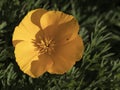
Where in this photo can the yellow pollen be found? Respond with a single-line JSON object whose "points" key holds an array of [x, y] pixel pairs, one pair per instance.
{"points": [[46, 46]]}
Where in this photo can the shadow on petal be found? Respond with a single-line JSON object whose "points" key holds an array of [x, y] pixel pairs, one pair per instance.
{"points": [[35, 18]]}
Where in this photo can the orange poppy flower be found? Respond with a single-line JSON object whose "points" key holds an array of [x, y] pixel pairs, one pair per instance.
{"points": [[47, 41]]}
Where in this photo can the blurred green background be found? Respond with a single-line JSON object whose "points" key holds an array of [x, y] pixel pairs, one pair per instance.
{"points": [[99, 68]]}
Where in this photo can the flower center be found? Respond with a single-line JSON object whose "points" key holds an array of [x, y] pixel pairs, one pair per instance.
{"points": [[46, 46]]}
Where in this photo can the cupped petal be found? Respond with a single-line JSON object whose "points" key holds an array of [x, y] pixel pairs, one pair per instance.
{"points": [[53, 18], [29, 26], [64, 27], [72, 50], [25, 53], [65, 56], [41, 65]]}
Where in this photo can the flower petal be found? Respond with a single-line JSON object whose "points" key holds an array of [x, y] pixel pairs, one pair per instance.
{"points": [[52, 18], [64, 27], [41, 65], [25, 53], [66, 56], [73, 50], [29, 26]]}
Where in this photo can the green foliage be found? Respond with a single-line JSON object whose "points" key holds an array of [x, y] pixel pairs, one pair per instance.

▸ **Brief**
Rescale the point coordinates in the data above. Write out every line again, requests included but pictures left out, and multiply each x and y value in the answers by 1.45, rounding to the nearest whole number with halves rounded up.

▸ **Solution**
Where in this photo can the yellow pollen be found? Respond with a single-line JSON object whose "points" key holds an array of [x, y] pixel pairs, one pair per instance.
{"points": [[67, 67]]}
Where in this photo can the shadow on petal be found? Respond with a single-line JSON object whose "points" key holds an array of [x, y] pixel pairs, one pair per instance.
{"points": [[51, 26]]}
Where in this photo can the orange poppy flower be found? Respond with a single-line JSON object whose "points" key holds an array of [x, y] pixel pairs, one pair per instance.
{"points": [[68, 59]]}
Where in this photo can the blurred green background be found? Respond with a single-line JSON object whose "points" key holds an array of [x, y] pixel pairs, one pair per instance.
{"points": [[144, 99]]}
Where in this photo can the flower center be found? Respond with a single-line JSON object whose "points" key holds an array of [x, y] pixel pairs, one pair per instance.
{"points": [[67, 67]]}
Where in this photo can the cupped petal be found? Respond with a single-line JSON object whose "points" key holds an array of [x, y] pixel pairs, one pair per instance.
{"points": [[77, 26], [42, 38], [93, 39], [104, 73], [36, 77], [94, 81], [59, 94]]}
Where in this photo can the flower petal be found? Respond with a single-line JSON object whose "points" key holds an array of [x, y] pixel pairs, one pair per instance.
{"points": [[75, 26], [93, 39], [59, 94], [36, 77], [96, 81], [106, 73], [42, 38]]}
Where in this photo can the green foliage be found? Respond with a single-line JSON object whose "points" key holds an array of [x, y] pixel pairs, one pair per instance.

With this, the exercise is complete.